ВЫБРАННЫЙ ОТРЫВОК

Коноваловскому заводу не суждено было заработать в полную силу и он, как «Титаник», ушёл в историю, растворился в глубинах чусовского леса.
Мы бродили по каютам и залам этого «Титаника», разглядывая камни фундаментов дома Яблонского и провалившиеся подвалы.
Дом был с большим подземельем. Сейчас оно затоплено мутной водой, в которой плавают бутылки из-под водки, брошенные местными «искателями». Фундаменты давали представление о размахе двухэтажного дворца.
Вечером у нашей стоянки появился на лодке пожилой рыбак Александр, уроженец деревни Чизмы. Он рассказал нам, что ещё в детстве бывал в Коноваловке. Малышом его когда-то заманил в лодку дед с помощью кулька конфет и отвёз сюда, к бабке — внука показать.
«Видишь, я до сих пор из лодки не вылезаю», — сказал он мне. Александру его дед рассказывал, что дом Яблонского был «о пятидесяти углах», сложной архитектуры. И что дом этот разобрали и сплавили до Чусового – а вот обратно собрать никто не смог! Интересно, как выглядел этот замок-призрак?

ПРЕДСТАВЛЕННЫЕ ДАННЫЕ
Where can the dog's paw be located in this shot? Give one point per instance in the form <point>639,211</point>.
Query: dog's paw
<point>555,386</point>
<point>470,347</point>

ЗАДАНИЯ
**a)** Перескажите отрывок о Коноваловском заводе в двух предложениях.
**b)** Куда, согласно отрывку о Коноваловском заводе, сплавили разобранный дом Яблонского?
**c)** Продолжите отрывок о Коноваловском заводе с того места, где он заканчивается.
Список — самостоятельный материал, с отрывком он не связан.

ОТВЕТЫ
**a)** Коноваловский завод так и не заработал в полную силу и исчез в чусовском лесу, а от дома Яблонского остались фундаменты и затопленное подземелье. Рыбак Александр из деревни Чизмы передал рассказ своего деда: дом был «о пятидесяти углах», его разобрали и сплавили до Чусового, но обратно собрать никто не смог.

**b)** До Чусового.

**c)**
Обратимся снова за помощью к Шатрабаеву:
«Не потому ли душа у Вяткина отдыхала, когда за рояль садилась Зинаида Яблонская, и эта ярко освещенная гостиная с голубыми обоями и лакированным полом, с люстрой посреди потолка и ажурными зеркалами между большими окнами, выходящими на белесую гладь замерзшего Чусовского плеса, отогревали от будничных передряг неожиданно устроенной в «медвежьем углу» стройки».
«Иные чувства испытывал инженер Вяткин, когда бывал у Яблонского в домашнем кабинете, который одновременно был приёмной для местных чиновников. Здесь посреди комнаты находился широкий и длинный коричневый стол, а на нём, словно царская корона над цветными головными уборами, возвышался большой самовар, возле которого теснились чайные приборы и ваза с фруктами; на окнах висели полуоткрытые темно-малиновые портьеры. От такой же сумрачной мебели, дивана и кресел комната казалась маленькой и стесняющей не только движения, но и мысли постороннего человека».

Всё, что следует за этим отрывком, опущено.